• EXERCISE: Only lines holding the word "below" should be copied from the material.

• EXTRACTED ENTRIES:
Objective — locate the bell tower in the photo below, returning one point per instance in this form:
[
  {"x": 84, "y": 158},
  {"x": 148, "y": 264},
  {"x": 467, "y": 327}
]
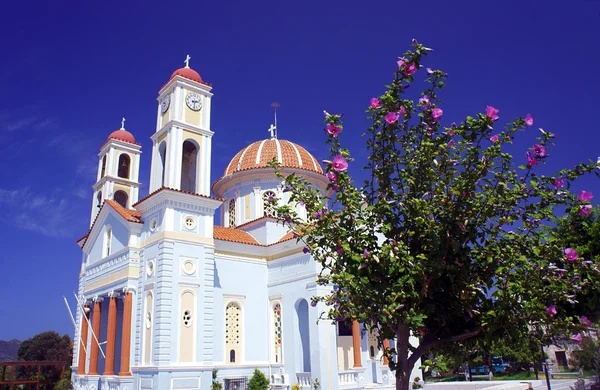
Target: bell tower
[
  {"x": 118, "y": 171},
  {"x": 181, "y": 146}
]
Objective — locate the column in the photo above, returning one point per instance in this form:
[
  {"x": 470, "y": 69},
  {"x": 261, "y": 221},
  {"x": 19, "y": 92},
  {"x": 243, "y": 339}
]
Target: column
[
  {"x": 126, "y": 334},
  {"x": 356, "y": 343},
  {"x": 95, "y": 331},
  {"x": 82, "y": 342},
  {"x": 386, "y": 346},
  {"x": 111, "y": 336}
]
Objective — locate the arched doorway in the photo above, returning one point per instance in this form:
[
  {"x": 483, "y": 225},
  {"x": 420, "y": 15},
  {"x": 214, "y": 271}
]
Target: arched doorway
[
  {"x": 189, "y": 166},
  {"x": 303, "y": 333}
]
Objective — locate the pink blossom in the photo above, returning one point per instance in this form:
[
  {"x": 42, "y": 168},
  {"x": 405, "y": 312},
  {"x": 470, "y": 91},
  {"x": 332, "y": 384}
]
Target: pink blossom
[
  {"x": 585, "y": 210},
  {"x": 436, "y": 113},
  {"x": 559, "y": 183},
  {"x": 540, "y": 150},
  {"x": 585, "y": 196},
  {"x": 333, "y": 129},
  {"x": 529, "y": 120},
  {"x": 530, "y": 160},
  {"x": 571, "y": 254},
  {"x": 586, "y": 321},
  {"x": 339, "y": 163},
  {"x": 492, "y": 113},
  {"x": 375, "y": 103},
  {"x": 392, "y": 117}
]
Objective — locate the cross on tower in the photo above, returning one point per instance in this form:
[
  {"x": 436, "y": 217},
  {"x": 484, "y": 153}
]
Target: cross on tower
[{"x": 272, "y": 130}]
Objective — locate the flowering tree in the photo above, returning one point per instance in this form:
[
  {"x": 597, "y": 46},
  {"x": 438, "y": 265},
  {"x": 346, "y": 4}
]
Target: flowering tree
[{"x": 444, "y": 239}]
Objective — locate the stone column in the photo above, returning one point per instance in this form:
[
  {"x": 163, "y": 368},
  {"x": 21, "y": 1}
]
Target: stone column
[
  {"x": 82, "y": 342},
  {"x": 386, "y": 346},
  {"x": 111, "y": 336},
  {"x": 126, "y": 335},
  {"x": 96, "y": 331},
  {"x": 356, "y": 343}
]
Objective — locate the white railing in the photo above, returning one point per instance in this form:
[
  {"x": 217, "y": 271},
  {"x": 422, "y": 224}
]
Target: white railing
[
  {"x": 304, "y": 379},
  {"x": 347, "y": 378}
]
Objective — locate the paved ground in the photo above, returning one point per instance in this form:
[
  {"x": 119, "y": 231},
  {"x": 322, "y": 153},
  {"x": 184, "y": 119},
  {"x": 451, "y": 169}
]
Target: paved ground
[{"x": 557, "y": 384}]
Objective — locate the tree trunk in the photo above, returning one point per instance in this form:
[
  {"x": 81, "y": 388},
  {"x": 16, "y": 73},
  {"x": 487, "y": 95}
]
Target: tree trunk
[{"x": 404, "y": 365}]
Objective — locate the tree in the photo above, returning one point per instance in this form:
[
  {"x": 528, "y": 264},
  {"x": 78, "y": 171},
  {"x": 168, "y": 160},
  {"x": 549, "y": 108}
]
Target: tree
[
  {"x": 445, "y": 238},
  {"x": 258, "y": 381}
]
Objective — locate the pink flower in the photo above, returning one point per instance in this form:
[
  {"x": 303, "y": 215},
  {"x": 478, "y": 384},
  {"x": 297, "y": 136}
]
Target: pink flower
[
  {"x": 571, "y": 254},
  {"x": 559, "y": 183},
  {"x": 585, "y": 196},
  {"x": 529, "y": 120},
  {"x": 530, "y": 160},
  {"x": 436, "y": 113},
  {"x": 586, "y": 322},
  {"x": 375, "y": 103},
  {"x": 333, "y": 129},
  {"x": 392, "y": 117},
  {"x": 585, "y": 210},
  {"x": 492, "y": 113},
  {"x": 339, "y": 163},
  {"x": 539, "y": 150}
]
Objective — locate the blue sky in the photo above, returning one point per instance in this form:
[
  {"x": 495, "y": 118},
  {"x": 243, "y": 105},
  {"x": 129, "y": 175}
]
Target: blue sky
[{"x": 70, "y": 72}]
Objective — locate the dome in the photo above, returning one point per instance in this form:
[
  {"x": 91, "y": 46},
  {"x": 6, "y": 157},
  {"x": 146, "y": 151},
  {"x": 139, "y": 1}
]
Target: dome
[
  {"x": 187, "y": 73},
  {"x": 260, "y": 153},
  {"x": 122, "y": 135}
]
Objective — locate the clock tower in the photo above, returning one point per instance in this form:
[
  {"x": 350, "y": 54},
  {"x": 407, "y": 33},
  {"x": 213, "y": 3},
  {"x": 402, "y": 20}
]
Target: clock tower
[{"x": 182, "y": 143}]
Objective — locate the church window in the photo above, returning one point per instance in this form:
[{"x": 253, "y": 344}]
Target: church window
[
  {"x": 124, "y": 162},
  {"x": 103, "y": 170},
  {"x": 233, "y": 332},
  {"x": 121, "y": 198},
  {"x": 187, "y": 318},
  {"x": 189, "y": 166},
  {"x": 268, "y": 205},
  {"x": 107, "y": 240},
  {"x": 277, "y": 331},
  {"x": 232, "y": 213},
  {"x": 162, "y": 151}
]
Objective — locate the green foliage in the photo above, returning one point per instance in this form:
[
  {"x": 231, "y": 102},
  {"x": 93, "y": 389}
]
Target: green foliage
[
  {"x": 258, "y": 381},
  {"x": 447, "y": 238}
]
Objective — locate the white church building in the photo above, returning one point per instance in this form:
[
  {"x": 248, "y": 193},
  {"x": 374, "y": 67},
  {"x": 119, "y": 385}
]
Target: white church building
[{"x": 166, "y": 296}]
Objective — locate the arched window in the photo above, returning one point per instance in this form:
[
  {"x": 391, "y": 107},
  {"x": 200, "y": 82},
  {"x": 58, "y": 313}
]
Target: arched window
[
  {"x": 268, "y": 206},
  {"x": 121, "y": 198},
  {"x": 231, "y": 213},
  {"x": 189, "y": 166},
  {"x": 124, "y": 163},
  {"x": 107, "y": 240},
  {"x": 277, "y": 330},
  {"x": 103, "y": 169},
  {"x": 233, "y": 330},
  {"x": 162, "y": 152}
]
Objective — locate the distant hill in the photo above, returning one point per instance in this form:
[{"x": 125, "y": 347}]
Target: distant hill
[{"x": 9, "y": 350}]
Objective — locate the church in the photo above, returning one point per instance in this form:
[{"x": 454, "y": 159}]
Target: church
[{"x": 167, "y": 299}]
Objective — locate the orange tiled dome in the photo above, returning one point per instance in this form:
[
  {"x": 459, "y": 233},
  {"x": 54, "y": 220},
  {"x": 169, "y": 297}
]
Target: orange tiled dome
[{"x": 260, "y": 153}]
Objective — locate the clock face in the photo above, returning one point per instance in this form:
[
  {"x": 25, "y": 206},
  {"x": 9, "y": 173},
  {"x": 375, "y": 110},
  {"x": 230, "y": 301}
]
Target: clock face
[
  {"x": 164, "y": 104},
  {"x": 193, "y": 101}
]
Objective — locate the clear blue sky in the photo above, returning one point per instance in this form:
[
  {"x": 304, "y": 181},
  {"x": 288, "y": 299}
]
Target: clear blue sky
[{"x": 69, "y": 73}]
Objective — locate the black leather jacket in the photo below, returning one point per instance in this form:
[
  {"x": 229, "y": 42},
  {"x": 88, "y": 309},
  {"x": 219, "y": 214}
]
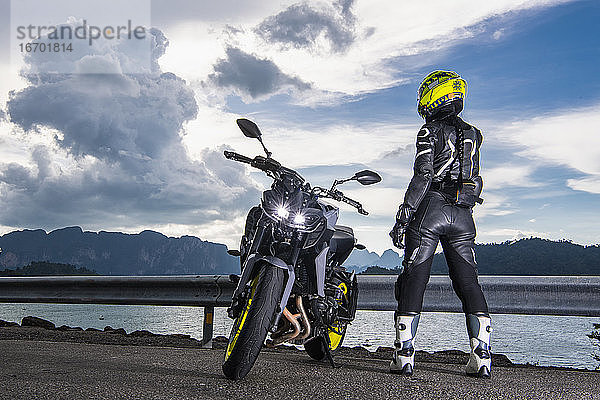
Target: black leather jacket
[{"x": 437, "y": 167}]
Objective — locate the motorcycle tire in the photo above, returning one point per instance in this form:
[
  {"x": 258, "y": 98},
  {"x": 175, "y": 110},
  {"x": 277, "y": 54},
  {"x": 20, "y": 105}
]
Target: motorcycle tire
[{"x": 251, "y": 327}]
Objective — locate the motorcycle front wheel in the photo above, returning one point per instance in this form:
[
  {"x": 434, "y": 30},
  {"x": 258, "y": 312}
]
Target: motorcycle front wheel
[{"x": 251, "y": 327}]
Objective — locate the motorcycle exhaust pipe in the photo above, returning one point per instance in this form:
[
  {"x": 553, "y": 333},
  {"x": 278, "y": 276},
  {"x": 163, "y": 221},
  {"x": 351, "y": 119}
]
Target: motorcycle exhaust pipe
[{"x": 293, "y": 319}]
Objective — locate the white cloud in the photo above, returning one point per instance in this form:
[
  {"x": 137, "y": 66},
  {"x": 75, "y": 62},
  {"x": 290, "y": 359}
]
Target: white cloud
[
  {"x": 590, "y": 184},
  {"x": 565, "y": 138},
  {"x": 382, "y": 30},
  {"x": 507, "y": 176}
]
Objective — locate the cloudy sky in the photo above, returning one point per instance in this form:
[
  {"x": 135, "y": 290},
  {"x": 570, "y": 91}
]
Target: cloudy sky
[{"x": 332, "y": 86}]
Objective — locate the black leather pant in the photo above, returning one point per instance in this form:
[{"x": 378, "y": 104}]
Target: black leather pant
[{"x": 438, "y": 219}]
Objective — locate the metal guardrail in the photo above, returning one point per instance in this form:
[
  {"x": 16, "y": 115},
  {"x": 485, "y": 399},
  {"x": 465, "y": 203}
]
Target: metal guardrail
[{"x": 547, "y": 295}]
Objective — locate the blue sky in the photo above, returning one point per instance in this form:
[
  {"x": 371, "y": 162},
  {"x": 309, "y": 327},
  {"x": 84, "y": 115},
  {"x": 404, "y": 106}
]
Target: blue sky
[{"x": 332, "y": 85}]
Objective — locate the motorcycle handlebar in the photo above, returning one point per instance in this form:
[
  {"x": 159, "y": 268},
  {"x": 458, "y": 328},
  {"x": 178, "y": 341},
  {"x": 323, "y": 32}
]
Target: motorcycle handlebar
[
  {"x": 232, "y": 155},
  {"x": 259, "y": 162},
  {"x": 339, "y": 196}
]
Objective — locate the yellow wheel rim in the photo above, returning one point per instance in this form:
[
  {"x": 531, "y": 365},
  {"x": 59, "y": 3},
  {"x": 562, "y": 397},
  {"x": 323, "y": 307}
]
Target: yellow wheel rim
[
  {"x": 242, "y": 319},
  {"x": 335, "y": 338}
]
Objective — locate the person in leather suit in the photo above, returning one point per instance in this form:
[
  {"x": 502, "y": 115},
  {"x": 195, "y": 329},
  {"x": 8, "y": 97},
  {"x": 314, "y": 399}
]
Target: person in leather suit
[{"x": 437, "y": 207}]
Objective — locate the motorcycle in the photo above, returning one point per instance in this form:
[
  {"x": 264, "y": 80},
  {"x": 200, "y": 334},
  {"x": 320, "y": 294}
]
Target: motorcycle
[{"x": 292, "y": 283}]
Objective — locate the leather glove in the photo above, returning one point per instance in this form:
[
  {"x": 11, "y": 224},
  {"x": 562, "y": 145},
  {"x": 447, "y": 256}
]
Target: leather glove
[{"x": 397, "y": 234}]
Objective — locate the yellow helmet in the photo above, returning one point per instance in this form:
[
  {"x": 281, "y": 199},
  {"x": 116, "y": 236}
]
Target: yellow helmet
[{"x": 439, "y": 89}]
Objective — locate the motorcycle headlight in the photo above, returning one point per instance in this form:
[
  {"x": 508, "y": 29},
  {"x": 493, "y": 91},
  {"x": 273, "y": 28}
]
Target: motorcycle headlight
[
  {"x": 299, "y": 219},
  {"x": 283, "y": 212}
]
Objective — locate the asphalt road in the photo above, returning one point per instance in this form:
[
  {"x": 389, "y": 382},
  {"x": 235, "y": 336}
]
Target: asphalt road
[{"x": 62, "y": 370}]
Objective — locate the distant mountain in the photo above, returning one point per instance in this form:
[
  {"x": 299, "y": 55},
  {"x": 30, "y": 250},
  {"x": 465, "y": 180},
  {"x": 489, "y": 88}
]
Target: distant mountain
[
  {"x": 45, "y": 268},
  {"x": 360, "y": 260},
  {"x": 531, "y": 256},
  {"x": 115, "y": 253}
]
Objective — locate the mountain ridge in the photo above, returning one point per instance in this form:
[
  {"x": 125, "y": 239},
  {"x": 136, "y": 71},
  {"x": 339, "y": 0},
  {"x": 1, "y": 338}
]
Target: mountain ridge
[
  {"x": 526, "y": 256},
  {"x": 117, "y": 253}
]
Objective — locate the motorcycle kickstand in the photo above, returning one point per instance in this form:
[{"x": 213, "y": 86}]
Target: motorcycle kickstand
[{"x": 328, "y": 353}]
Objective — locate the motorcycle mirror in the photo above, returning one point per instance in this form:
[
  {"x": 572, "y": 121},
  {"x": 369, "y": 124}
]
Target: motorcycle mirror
[
  {"x": 248, "y": 128},
  {"x": 367, "y": 177}
]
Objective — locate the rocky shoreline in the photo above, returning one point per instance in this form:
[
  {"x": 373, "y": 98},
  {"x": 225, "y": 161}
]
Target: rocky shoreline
[{"x": 38, "y": 329}]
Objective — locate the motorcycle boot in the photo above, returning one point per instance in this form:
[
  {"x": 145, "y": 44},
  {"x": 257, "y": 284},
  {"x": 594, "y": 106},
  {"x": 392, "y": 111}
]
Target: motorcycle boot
[
  {"x": 480, "y": 360},
  {"x": 403, "y": 360}
]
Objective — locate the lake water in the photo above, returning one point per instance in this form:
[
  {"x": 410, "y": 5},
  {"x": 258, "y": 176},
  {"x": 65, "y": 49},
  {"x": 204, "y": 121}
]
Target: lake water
[{"x": 542, "y": 340}]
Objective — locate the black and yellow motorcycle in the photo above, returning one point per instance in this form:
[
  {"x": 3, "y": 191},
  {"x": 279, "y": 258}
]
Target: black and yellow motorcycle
[{"x": 292, "y": 283}]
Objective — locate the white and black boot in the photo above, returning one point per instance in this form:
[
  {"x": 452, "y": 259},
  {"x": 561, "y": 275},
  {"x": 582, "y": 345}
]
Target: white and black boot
[
  {"x": 404, "y": 354},
  {"x": 480, "y": 360}
]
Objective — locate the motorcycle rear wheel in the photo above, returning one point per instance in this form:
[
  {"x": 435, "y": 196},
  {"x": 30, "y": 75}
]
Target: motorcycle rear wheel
[{"x": 251, "y": 327}]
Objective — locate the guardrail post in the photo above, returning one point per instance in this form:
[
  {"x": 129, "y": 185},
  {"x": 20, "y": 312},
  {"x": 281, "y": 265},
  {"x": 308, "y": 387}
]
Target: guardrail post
[{"x": 207, "y": 327}]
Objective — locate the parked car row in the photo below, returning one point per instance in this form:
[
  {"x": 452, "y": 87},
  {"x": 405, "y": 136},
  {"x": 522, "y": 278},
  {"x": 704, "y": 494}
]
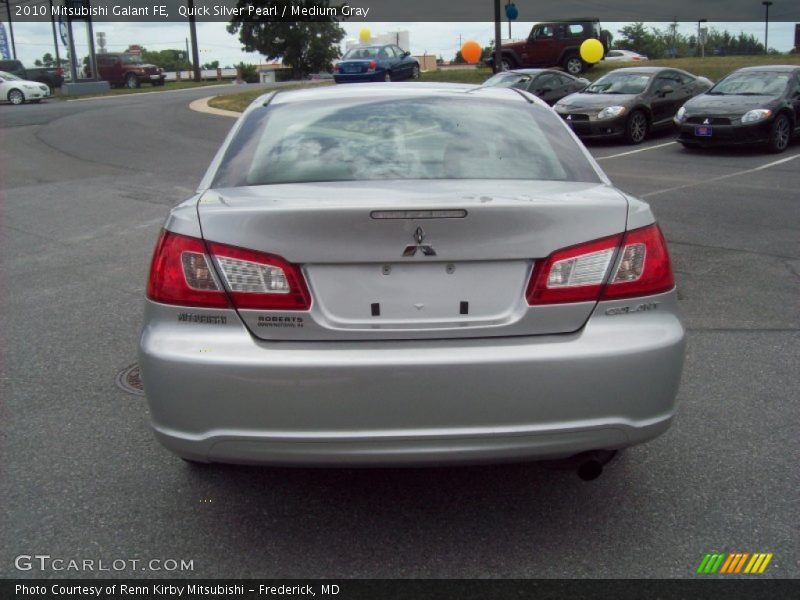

• SOLUTION:
Objective — locate the bell tower in the photo below, returning one point per instance in this form:
Objective — locate the black leather jacket in the photo below, returning one point per instance in this form:
Objective — locate the parked car row in the photo below, returning one point per instance in this form:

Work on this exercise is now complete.